● **Questions to answer**
a - List every date and every post title that appear in the blog excerpt.
b - According to the blog excerpt, for how long have the J1s been working on their projects?
c - Reproduce word for word the stretch of the blog excerpt from "Else, I'm up" through "last 6-7 months.".

I havent caught a movie in a long while. This one was a nice, easy one to digest.

Wednesday, October 15, 2008

Caution: Detour

It's a bit nutz running something like two blogs simultaneously. Anyone interested in the progress of my reno, here's the link to my t-blog thread on It's kinda' fun sort-of chatting with fellow home-builders in a show me yours and I'll show you mine exchange.

Else, I'm up to my ears in Written Reports... and is it because I've lost all objectivity or is it that they are actually starting to look quite decent?

Monday, October 13, 2008

Great expectorations

It's PW season for the J1s on campus. The majority of their project deadlines coincide over the next couple of weeks and everyone's working feverishly (we hope) to impress their assessors with what they've been working on for the last 6-7 months.

● **Dataset records**

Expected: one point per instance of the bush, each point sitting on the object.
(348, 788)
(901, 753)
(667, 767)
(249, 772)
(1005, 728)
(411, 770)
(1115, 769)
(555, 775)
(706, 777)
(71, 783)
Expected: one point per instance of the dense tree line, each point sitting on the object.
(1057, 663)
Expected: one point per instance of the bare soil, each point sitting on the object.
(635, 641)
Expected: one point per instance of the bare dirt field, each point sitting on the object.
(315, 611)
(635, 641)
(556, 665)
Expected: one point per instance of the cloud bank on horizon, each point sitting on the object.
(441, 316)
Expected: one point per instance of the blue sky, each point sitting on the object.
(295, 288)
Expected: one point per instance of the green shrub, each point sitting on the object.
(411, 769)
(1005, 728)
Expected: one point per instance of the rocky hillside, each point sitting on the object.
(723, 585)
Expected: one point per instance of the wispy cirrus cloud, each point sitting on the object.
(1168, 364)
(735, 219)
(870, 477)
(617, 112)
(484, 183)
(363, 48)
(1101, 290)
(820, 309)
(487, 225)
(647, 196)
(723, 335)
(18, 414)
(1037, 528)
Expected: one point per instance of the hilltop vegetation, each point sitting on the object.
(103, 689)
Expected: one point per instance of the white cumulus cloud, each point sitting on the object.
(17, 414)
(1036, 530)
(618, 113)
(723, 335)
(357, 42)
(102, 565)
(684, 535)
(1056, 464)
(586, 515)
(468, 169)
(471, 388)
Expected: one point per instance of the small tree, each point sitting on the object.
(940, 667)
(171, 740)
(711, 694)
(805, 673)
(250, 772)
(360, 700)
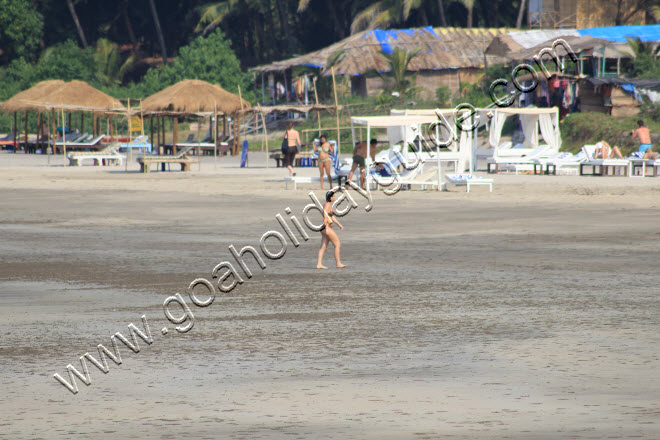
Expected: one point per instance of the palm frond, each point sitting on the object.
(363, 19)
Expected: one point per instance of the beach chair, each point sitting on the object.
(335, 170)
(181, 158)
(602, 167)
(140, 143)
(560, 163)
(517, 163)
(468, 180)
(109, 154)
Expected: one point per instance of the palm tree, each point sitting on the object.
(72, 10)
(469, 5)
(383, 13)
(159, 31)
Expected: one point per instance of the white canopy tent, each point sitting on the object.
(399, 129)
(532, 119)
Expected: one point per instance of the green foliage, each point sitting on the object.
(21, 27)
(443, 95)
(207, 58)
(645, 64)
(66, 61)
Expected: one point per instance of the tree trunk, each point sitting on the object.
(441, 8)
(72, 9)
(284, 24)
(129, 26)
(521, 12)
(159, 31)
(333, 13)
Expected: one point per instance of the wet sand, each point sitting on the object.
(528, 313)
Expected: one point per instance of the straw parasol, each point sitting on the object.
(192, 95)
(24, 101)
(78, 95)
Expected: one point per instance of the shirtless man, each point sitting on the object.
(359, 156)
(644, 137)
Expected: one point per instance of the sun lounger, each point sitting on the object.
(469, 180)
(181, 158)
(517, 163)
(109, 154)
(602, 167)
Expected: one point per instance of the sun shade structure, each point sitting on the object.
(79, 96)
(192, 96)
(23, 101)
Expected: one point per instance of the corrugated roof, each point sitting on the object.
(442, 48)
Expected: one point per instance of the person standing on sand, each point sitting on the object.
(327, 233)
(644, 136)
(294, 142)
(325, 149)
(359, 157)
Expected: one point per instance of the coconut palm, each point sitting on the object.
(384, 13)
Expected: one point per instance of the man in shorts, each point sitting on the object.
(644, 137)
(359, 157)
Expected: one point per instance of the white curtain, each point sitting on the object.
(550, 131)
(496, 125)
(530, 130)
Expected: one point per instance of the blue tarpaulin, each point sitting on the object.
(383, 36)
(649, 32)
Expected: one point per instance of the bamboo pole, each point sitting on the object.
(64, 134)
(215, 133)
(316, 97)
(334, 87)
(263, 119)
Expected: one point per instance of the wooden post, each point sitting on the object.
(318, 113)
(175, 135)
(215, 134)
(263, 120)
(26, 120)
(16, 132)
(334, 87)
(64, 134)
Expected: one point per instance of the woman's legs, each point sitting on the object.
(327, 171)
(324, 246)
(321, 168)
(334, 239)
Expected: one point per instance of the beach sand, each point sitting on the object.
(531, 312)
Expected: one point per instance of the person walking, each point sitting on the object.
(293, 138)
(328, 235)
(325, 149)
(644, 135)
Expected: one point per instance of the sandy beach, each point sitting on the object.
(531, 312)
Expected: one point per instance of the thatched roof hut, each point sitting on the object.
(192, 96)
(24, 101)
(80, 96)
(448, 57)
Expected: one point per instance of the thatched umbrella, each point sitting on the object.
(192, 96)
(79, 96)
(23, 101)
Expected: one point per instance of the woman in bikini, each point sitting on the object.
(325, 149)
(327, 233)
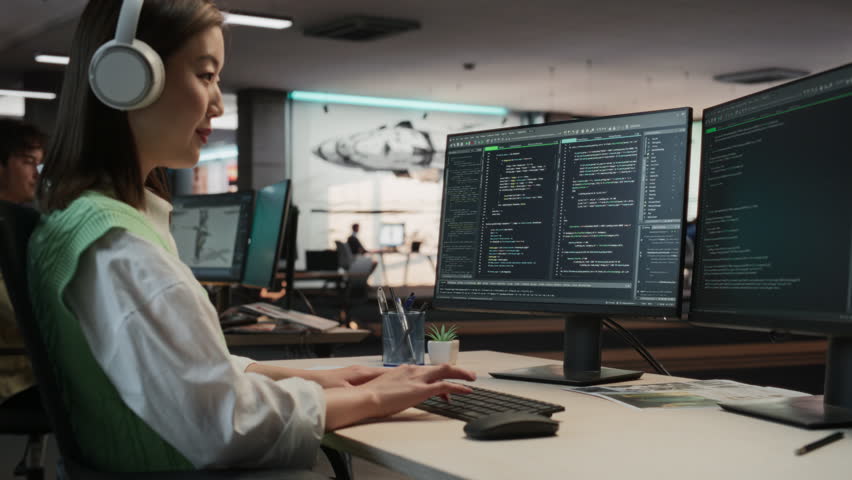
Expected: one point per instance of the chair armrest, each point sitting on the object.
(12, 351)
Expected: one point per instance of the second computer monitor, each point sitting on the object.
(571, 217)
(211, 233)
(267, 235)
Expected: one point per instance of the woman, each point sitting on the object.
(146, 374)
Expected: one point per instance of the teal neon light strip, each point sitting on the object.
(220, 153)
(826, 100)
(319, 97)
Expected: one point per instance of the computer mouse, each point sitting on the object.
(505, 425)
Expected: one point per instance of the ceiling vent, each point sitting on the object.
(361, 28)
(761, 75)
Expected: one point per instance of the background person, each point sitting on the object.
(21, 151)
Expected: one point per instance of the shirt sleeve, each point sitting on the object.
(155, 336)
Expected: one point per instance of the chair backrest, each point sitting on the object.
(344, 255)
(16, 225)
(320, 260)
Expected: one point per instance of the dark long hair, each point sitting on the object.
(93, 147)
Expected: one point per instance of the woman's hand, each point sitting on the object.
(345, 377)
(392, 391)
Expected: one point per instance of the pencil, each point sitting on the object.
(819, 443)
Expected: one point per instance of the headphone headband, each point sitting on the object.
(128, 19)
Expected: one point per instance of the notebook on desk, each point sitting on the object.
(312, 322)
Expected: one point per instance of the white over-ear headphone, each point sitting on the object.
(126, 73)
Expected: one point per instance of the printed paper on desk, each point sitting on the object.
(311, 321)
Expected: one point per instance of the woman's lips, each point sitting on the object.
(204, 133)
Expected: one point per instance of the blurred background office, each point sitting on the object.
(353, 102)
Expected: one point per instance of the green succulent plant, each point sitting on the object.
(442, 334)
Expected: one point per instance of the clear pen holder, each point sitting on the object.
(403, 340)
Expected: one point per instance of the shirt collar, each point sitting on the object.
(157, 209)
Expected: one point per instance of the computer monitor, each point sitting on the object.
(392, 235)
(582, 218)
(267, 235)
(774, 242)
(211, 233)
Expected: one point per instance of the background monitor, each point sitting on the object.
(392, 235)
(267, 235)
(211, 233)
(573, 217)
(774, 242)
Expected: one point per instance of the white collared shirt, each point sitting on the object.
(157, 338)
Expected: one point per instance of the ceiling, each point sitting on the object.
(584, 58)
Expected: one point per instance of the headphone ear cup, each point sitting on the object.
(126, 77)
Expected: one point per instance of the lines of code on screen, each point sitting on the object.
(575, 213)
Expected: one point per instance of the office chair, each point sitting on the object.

● **Results of the tasks**
a -
Wednesday, October 15, 2008
Caution: Detour
Monday, October 13, 2008
Great expectorations

b - For the last 6-7 months.

c -
Else, I'm up to my ears in Written Reports... and is it because I've lost all objectivity or is it that they are actually starting to look quite decent?

Monday, October 13, 2008

Great expectorations

It's PW season for the J1s on campus. The majority of their project deadlines coincide over the next couple of weeks and everyone's working feverishly (we hope) to impress their assessors with what they've been working on for the last 6-7 months.